#### Estratto della fonte:
Sono gli israeliani a decretare la totale inaffidabilità di un comandante in capo aggrappato al potere straordinario che gli ha regalato l’agguato formidabile di Hamas e a rendersi tragicamente conto di quanto la sua smisurata ambizione e la sua necessità di garantirsi l’agognata impunità confliggano con l’esigenza di pace futura e di sicurezza per il paese.
Secondo i più recenti sondaggi, Netanyhau viene considerato “credibile” dal 4% degli elettori e dal 6% di quelli all’interno del suo fronte politico. E le numerose manifestazioni dei parenti degli ostaggi, anche sotto la sua abitazione, confermano la consapevolezza diffusa espressa molto chiaramente sulle pagine del quotidiano Haaretz che lo slogan perentorio “andremo avanti fino alla fine” per eliminare tutti gli organizzatori e gli autori dei massacri del 7 ottobre sia ben poco rassicurante. Infatti oltre a non essere significativo in termini politici con il passare dei giorni stride tragicamente con la solenne e reiterata promessa fatta ai famigliari di riportare a casa gli oltre 240 ostaggi, tanto più dopo la chiusura totale dei negoziati con Hamas.

#### Compiti da svolgere:
A. Trascrivi il passo dell'estratto compreso tra "Sono gli israeliani" e "per il paese.", entrambi inclusi, cambiando "comandante in capo" in "primo ministro".
B. In base all'estratto, perché lo slogan "andremo avanti fino alla fine" risulta ben poco rassicurante?
Le voci non hanno alcun rapporto con l'estratto.

[Dati di espressioni referenziali basate su foto]
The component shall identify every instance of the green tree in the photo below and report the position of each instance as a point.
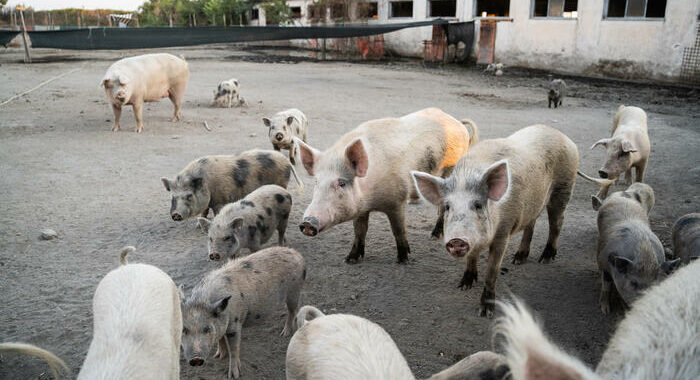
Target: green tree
(277, 12)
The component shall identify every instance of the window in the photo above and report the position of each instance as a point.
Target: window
(493, 8)
(555, 8)
(368, 10)
(635, 8)
(401, 9)
(442, 8)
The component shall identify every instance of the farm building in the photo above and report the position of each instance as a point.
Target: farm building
(634, 39)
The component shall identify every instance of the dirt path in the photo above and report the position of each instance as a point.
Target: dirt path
(61, 167)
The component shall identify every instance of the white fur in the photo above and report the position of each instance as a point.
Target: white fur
(343, 347)
(137, 326)
(56, 365)
(658, 339)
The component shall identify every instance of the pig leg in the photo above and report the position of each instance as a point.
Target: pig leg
(292, 307)
(281, 229)
(496, 252)
(175, 94)
(628, 177)
(555, 213)
(470, 273)
(138, 114)
(358, 246)
(117, 115)
(439, 224)
(639, 171)
(605, 284)
(397, 219)
(524, 248)
(234, 363)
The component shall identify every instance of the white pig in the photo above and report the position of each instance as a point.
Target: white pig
(627, 148)
(145, 78)
(498, 188)
(137, 325)
(348, 347)
(658, 338)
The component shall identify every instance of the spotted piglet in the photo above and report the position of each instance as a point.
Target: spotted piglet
(228, 297)
(248, 223)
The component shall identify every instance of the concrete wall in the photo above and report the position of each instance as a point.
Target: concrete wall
(593, 45)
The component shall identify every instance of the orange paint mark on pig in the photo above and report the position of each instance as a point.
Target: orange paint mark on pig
(456, 136)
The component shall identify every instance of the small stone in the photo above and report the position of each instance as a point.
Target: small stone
(48, 234)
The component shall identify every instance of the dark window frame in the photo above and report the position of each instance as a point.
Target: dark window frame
(391, 4)
(548, 17)
(606, 8)
(429, 12)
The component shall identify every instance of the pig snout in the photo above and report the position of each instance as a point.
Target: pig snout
(457, 247)
(309, 227)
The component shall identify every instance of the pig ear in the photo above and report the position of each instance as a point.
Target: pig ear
(357, 158)
(196, 183)
(237, 223)
(627, 146)
(622, 264)
(219, 306)
(429, 186)
(603, 142)
(166, 183)
(204, 224)
(309, 156)
(669, 266)
(496, 179)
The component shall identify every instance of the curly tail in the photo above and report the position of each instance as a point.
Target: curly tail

#### Risposte per compito:
A.
Sono gli israeliani a decretare la totale inaffidabilità di un primo ministro aggrappato al potere straordinario che gli ha regalato l’agguato formidabile di Hamas e a rendersi tragicamente conto di quanto la sua smisurata ambizione e la sua necessità di garantirsi l’agognata impunità confliggano con l’esigenza di pace futura e di sicurezza per il paese.

B. Lo slogan non è significativo in termini politici e, con il passare dei giorni, stride con la promessa solenne e ripetuta ai famigliari di riportare a casa gli oltre 240 ostaggi. Il contrasto è ancora più forte dopo la chiusura totale dei negoziati con Hamas.